■ **Exercise directions**: From the entries below, pull out the lines starting with the one that contains "is fence post." and ending after the one that contains "xmin=395 ymin=604 xmax=540 ymax=653", and reproduce them word for word. Include both of those lines and nothing else.
━━ Listing ━━
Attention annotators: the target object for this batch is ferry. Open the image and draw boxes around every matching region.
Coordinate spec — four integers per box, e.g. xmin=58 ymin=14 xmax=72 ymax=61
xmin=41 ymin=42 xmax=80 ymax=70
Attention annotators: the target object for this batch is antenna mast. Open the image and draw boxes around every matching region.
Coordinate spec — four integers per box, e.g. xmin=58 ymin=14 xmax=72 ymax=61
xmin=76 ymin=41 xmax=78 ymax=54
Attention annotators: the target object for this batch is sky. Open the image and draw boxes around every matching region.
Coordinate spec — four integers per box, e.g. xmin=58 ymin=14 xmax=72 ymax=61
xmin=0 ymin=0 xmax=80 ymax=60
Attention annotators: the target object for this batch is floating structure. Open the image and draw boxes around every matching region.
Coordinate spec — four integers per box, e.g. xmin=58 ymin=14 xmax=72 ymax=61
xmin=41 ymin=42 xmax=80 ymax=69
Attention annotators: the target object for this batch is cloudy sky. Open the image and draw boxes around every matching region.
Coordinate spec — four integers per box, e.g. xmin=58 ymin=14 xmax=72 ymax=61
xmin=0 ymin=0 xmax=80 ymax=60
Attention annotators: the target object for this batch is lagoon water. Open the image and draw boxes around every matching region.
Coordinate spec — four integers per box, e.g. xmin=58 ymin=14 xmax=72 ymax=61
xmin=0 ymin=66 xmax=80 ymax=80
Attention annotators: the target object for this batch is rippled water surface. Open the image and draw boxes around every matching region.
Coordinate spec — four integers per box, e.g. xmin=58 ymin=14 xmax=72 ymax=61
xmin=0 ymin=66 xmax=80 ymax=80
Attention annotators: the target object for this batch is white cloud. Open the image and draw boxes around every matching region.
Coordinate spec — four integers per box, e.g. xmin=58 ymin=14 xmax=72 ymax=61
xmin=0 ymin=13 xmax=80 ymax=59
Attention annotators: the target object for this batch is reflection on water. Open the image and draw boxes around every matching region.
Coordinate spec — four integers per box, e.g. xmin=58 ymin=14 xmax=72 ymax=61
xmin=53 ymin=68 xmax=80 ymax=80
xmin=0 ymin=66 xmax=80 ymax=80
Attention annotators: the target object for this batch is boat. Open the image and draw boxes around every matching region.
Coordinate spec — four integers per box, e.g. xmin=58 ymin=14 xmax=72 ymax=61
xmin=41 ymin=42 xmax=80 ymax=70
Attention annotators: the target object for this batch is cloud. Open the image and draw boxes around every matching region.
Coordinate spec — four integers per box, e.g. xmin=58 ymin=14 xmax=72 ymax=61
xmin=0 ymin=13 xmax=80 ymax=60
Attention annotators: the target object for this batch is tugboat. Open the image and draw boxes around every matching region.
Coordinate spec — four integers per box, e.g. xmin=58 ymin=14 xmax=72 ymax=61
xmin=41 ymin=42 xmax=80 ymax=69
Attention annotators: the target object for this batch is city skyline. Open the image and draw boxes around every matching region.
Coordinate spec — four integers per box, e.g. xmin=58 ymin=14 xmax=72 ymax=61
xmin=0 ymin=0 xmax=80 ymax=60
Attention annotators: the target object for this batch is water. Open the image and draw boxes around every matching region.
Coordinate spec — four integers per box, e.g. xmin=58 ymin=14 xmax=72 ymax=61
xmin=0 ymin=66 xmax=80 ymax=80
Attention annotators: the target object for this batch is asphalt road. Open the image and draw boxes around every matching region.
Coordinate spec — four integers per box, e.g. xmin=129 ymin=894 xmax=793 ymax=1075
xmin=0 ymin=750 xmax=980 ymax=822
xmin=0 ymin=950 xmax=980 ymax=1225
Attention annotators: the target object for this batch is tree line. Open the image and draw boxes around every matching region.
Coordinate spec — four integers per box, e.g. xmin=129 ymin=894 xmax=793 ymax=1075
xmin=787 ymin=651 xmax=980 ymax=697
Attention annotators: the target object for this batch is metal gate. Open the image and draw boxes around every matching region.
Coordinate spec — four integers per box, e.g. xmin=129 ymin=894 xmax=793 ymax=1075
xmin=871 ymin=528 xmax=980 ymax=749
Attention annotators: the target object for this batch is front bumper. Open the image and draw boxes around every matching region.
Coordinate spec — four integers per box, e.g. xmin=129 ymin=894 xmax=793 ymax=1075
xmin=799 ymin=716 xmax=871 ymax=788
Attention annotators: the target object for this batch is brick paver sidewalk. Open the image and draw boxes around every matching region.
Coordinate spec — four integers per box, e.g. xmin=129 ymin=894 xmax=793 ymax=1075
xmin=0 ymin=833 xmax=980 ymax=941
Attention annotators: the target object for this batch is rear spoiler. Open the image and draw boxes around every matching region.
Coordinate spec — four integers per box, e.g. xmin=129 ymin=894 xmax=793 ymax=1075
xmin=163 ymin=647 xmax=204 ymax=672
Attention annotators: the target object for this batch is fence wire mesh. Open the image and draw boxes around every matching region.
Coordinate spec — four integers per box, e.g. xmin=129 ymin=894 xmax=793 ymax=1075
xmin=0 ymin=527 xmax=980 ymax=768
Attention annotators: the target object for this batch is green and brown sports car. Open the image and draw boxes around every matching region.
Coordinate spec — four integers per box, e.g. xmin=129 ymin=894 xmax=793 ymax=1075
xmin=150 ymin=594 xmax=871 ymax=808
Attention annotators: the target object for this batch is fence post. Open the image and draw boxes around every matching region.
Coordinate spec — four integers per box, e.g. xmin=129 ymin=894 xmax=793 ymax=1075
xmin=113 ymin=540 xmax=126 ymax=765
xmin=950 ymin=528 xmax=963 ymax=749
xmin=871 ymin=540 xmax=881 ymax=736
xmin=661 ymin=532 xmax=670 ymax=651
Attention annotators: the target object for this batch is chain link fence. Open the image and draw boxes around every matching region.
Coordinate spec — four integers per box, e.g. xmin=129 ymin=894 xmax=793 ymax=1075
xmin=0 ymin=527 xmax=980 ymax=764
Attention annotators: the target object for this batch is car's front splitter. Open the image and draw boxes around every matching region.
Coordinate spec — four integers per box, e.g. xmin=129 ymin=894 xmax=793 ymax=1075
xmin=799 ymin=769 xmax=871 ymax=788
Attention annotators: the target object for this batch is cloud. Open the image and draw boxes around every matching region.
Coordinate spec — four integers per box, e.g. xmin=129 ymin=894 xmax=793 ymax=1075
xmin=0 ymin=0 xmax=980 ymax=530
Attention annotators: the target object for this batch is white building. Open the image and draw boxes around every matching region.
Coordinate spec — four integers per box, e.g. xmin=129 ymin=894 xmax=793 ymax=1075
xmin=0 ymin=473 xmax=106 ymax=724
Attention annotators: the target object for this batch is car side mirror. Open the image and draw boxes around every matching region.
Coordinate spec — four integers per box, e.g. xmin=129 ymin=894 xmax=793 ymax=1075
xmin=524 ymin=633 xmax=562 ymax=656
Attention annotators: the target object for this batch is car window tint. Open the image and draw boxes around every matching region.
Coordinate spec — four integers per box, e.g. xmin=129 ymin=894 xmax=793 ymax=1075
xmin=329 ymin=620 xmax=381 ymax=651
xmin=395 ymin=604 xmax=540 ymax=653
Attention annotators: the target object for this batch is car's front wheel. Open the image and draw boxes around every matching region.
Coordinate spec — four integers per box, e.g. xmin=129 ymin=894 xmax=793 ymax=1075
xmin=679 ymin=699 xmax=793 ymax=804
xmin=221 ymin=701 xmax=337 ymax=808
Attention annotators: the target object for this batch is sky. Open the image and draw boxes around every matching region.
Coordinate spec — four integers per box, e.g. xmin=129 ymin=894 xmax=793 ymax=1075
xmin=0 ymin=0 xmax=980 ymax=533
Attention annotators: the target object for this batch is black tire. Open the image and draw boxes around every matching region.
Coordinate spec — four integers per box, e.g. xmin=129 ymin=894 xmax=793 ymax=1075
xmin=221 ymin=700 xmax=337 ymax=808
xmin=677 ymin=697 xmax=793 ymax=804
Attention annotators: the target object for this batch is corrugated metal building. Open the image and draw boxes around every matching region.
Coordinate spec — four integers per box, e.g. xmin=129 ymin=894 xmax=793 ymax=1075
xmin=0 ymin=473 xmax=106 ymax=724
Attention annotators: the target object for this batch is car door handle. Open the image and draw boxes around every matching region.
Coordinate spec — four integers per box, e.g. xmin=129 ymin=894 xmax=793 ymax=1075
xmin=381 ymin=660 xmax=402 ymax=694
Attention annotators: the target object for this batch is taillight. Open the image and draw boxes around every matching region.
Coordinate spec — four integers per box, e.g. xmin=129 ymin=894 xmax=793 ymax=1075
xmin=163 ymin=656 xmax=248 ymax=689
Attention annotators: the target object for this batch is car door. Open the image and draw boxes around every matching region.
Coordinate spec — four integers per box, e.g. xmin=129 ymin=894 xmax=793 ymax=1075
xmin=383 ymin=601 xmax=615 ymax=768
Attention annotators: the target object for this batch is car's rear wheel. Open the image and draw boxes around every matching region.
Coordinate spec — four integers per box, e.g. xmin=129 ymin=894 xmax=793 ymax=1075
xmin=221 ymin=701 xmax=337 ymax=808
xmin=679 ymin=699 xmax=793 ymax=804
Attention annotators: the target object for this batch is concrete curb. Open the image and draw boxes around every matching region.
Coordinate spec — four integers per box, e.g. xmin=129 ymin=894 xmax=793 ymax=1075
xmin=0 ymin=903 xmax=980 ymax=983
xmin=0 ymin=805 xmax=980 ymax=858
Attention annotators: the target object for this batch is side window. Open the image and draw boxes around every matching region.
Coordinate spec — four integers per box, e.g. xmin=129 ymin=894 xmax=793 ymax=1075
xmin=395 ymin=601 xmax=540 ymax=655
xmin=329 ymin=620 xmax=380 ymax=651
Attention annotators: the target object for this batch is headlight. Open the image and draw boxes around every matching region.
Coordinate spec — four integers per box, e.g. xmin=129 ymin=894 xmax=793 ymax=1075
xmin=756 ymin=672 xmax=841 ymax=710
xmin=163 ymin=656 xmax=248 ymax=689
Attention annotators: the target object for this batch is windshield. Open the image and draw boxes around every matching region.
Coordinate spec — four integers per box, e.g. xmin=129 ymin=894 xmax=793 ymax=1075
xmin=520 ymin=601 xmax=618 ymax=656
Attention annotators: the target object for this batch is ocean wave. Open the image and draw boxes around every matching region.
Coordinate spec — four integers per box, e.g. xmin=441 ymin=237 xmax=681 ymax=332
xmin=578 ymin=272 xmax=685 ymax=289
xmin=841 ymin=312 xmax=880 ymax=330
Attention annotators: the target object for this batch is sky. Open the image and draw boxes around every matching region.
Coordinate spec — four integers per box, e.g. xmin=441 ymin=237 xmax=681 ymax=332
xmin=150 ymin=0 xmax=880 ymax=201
━━━
■ **Solution to the exercise**:
Attention annotators: the target object for this batch is fence post. Open the image and draw boxes around every matching region.
Coordinate spec — four integers per box, e.g. xmin=129 ymin=894 xmax=793 ymax=1075
xmin=113 ymin=540 xmax=126 ymax=765
xmin=950 ymin=528 xmax=963 ymax=749
xmin=871 ymin=540 xmax=881 ymax=736
xmin=661 ymin=532 xmax=670 ymax=651
Attention annotators: the target object for this batch is chain link fence. Open the image and draw boxes around every matching region.
Coordinate spec — four integers per box, e.g. xmin=129 ymin=894 xmax=793 ymax=1075
xmin=0 ymin=527 xmax=980 ymax=764
Attention annotators: the target object for this batch is car's front splitter. Open the image and draw boxes around every matching region.
Coordinate spec — four integers per box, e.g. xmin=129 ymin=894 xmax=793 ymax=1075
xmin=799 ymin=769 xmax=871 ymax=788
Attention annotators: the target object for this batch is cloud. Open the image and draw boxes around every matching region.
Coordinate spec — four integers per box, e.g. xmin=129 ymin=894 xmax=793 ymax=1075
xmin=0 ymin=0 xmax=980 ymax=530
Attention annotators: the target object for this batch is white building. Open the image and draw boxes around every matching region.
Coordinate spec — four integers per box, e.g. xmin=129 ymin=894 xmax=793 ymax=1075
xmin=0 ymin=473 xmax=106 ymax=724
Attention annotators: the target object for this batch is car side mirror. Open the image and draw boxes around every matching region.
Coordinate spec — four integers per box, e.g. xmin=129 ymin=894 xmax=793 ymax=1075
xmin=524 ymin=633 xmax=562 ymax=656
Attention annotators: the target object for this batch is car window tint. Open the image and draw boxes around every matching region.
Coordinate spec — four integers per box, e.g. xmin=129 ymin=894 xmax=793 ymax=1075
xmin=329 ymin=620 xmax=381 ymax=651
xmin=395 ymin=604 xmax=540 ymax=653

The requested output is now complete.